Excerpt Block Start

Here’s How to Keep Winter Greens From Spoiling in Your Fridge
Plus, 10 recipes to help you use them up quicker.
There’s not much more disappointing than reaching into the fridge for salad greens, and finding they’ve deteriorated into a sticky mush overnight. For some reason it happens to us more in winter, when there are fewer options for fresh produce (hello kale and collards).
Here are tips for keeping the five most popular winter greens fresh, plus some advice for how long to keep them on hand, and a few innovative ways to use them up.
You can find this peppery green year round, but it’s best in cooler months. Arugula is somewhere between a salad green and an herb, so it works as a salad base, on a sandwich, or a garnish for soups and pasta dishes. Be sure to store the leaves for only a few days.
The best way to keep arugula fresh is to wrap it in a damp towel until you’re ready to eat. Avoid creating a moist environment in a plastic bag or container, however (like the ones they usually come in).
There are many varieties of lettuce, but the most common in grocery stores are romaine, iceberg, butter, and green leaf. The nutritional values vary, but most types of lettuce are high in fiber, vitamin A and C, calcium, potassium, folate, iron, and low in calories.

Excerpt Block End

* Aim of the task *
Please resume the article on keeping winter greens fresh in the fridge, starting right after its last sentence.

Data Block Start

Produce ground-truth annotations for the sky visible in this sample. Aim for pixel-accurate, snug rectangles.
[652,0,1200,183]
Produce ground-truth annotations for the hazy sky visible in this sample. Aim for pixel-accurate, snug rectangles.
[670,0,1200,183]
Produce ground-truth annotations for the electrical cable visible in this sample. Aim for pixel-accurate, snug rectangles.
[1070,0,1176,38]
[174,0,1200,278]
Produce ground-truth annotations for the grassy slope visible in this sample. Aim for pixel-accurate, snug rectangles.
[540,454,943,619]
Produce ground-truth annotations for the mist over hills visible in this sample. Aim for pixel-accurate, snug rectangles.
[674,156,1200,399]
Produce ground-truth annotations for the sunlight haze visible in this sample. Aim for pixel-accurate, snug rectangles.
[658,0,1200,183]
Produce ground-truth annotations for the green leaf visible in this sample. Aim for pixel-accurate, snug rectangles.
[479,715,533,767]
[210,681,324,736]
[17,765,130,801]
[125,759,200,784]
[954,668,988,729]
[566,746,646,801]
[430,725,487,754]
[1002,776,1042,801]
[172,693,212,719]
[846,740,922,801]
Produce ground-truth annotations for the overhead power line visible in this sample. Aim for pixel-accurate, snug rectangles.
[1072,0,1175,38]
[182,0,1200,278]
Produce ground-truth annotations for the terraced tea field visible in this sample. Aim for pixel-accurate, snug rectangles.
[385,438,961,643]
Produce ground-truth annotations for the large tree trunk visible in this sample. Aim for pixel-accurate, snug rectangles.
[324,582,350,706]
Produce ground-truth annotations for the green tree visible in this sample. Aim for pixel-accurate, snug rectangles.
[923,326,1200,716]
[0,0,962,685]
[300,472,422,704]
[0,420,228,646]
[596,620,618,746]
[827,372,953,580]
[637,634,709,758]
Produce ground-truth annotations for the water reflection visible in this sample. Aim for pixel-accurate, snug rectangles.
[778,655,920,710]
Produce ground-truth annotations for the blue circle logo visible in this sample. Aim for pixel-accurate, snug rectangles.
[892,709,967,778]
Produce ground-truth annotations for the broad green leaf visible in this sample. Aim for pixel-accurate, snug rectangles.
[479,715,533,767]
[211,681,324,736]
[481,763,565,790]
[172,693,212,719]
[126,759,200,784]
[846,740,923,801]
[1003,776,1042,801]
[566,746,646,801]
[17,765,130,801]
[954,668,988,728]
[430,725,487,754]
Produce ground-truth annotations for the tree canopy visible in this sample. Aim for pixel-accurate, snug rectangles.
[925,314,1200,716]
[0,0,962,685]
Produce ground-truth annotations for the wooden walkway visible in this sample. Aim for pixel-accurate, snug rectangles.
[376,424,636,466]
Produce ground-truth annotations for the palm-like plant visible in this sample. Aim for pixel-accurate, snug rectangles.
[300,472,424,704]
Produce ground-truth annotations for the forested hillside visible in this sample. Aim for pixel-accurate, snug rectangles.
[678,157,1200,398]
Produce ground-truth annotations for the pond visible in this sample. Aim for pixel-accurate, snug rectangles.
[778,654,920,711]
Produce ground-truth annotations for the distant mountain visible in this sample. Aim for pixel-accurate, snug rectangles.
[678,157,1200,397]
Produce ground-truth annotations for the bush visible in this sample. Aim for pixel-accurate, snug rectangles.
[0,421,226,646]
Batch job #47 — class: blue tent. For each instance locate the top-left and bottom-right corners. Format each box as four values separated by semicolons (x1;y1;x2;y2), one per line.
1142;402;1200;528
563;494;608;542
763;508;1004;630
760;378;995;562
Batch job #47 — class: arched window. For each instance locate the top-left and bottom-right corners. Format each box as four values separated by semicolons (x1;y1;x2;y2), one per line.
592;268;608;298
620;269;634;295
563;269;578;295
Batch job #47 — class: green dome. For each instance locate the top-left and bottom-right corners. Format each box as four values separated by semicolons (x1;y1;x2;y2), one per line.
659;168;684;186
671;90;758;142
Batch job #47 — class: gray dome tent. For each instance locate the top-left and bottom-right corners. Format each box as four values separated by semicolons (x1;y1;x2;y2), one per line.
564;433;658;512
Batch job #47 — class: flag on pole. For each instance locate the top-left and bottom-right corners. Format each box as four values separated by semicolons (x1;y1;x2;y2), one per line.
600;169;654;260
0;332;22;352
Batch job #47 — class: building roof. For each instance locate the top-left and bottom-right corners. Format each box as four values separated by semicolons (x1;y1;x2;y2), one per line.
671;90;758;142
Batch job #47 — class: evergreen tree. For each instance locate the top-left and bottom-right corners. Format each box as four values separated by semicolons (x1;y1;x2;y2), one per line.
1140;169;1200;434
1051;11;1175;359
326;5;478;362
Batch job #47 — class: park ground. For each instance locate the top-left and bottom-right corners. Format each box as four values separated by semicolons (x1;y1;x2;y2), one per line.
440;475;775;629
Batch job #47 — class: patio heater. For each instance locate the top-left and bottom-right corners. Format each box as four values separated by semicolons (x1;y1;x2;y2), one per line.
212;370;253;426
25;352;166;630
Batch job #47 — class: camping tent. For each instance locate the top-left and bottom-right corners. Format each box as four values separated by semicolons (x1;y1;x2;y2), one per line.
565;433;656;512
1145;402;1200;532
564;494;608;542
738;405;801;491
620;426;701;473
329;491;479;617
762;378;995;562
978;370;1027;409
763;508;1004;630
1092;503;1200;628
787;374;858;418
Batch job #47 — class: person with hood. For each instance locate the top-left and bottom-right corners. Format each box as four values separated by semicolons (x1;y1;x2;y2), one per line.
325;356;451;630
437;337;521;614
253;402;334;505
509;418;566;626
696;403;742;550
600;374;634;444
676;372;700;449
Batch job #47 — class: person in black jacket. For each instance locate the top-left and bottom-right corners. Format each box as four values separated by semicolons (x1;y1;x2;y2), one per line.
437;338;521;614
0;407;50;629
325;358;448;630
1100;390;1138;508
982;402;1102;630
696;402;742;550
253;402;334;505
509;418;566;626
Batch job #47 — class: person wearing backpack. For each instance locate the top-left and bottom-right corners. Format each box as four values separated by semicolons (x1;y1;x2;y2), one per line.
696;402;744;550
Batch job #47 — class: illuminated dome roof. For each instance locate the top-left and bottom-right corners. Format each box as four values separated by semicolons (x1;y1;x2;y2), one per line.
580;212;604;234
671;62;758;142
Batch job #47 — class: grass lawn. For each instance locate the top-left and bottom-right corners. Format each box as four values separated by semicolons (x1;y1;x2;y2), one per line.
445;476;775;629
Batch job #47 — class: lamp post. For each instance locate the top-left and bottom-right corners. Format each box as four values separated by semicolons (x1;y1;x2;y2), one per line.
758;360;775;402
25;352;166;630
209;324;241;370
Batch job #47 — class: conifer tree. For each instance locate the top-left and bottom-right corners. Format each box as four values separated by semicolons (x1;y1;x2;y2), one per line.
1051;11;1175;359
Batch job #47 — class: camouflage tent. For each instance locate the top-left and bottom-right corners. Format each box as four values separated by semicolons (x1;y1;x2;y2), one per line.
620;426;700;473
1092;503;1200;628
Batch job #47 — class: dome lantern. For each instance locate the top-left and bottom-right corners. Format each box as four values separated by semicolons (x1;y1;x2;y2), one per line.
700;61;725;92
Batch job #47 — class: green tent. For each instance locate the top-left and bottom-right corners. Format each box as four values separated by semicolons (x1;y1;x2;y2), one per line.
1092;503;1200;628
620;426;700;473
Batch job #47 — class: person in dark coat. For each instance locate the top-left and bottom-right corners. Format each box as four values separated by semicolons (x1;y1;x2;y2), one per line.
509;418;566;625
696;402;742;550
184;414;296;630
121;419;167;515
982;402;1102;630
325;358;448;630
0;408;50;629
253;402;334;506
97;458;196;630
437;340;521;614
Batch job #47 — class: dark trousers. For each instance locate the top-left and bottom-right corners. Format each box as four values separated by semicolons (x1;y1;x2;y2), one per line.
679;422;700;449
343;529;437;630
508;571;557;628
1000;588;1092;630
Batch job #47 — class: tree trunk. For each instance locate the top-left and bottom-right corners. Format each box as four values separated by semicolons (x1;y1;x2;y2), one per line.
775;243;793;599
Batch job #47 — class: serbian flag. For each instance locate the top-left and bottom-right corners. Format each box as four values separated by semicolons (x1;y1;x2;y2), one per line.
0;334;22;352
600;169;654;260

Data Block End

* Response to the exercise *
Most lettuce leaves can be stored a little over a week in the fridge. Some more delicate types, such as butter lettuce or green leaf, only last a few days. To keep lettuce as fresh as can be, store it in a large zip-top bag with a damp towel inside.
There are six common varieties of kale. All varieties are high in fiber, protein, vitamin A, K, and C, calcium, and manganese.
Buy kale in unwashed, uncut bunches and refrigerate up to a week. You should typically remove the stem before cooking, though some varieties don’t require it. Kale can be sauteéd, steamed, or pan seared for a tender bite.
This winter green is related to spinach but has a bit of an earthier flavor. The most popular varieties are rainbow chard and Swiss chard. It should look healthy, bright, and green when picked. The leaves are high in vitamin K, but also naturally high in sodium, so beware how much salt you add when cooking.
Store chard in a dry kitchen towel in a plastic produce bag in your refrigerator to avoid having the leaves turn slimy or mushy. Use it within three days of purchase.
Collards are actually best a little later, during the first quarter of the year. They are very high in protein and calcium. Store bright collards in a kitchen towel in the refrigerator until ready to use. The delicate leaves typically won’t stay fresh for more than three days, but you can blanch them for 15 seconds and freeze for future use.
This variety of greens is cabbage like so it works best boiled or simmered in a soup. When you’re ready to cook, separate any older pieces, wash the leaves, and pat or spin dry. Remove stems and cook.